What is expected →
Task for the records below: copy exactly from the first line on, stopping once the line with "target: rightmost support" is copied, and leave out the pictures.

---------- Source records

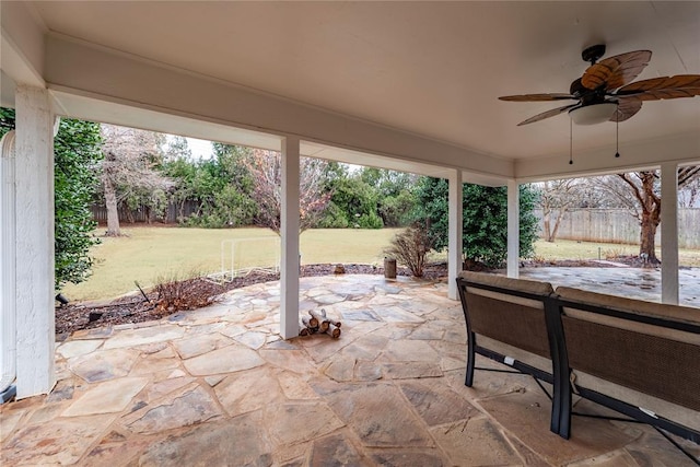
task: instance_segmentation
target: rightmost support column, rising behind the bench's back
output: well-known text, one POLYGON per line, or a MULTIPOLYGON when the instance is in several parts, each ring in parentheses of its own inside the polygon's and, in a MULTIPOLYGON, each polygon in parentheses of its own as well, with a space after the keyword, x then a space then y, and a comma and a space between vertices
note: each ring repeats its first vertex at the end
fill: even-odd
POLYGON ((678 166, 661 166, 661 301, 678 304, 678 166))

--------------------

Solution →
task: instance_segmentation
target: rightmost support column, rising behind the bench's back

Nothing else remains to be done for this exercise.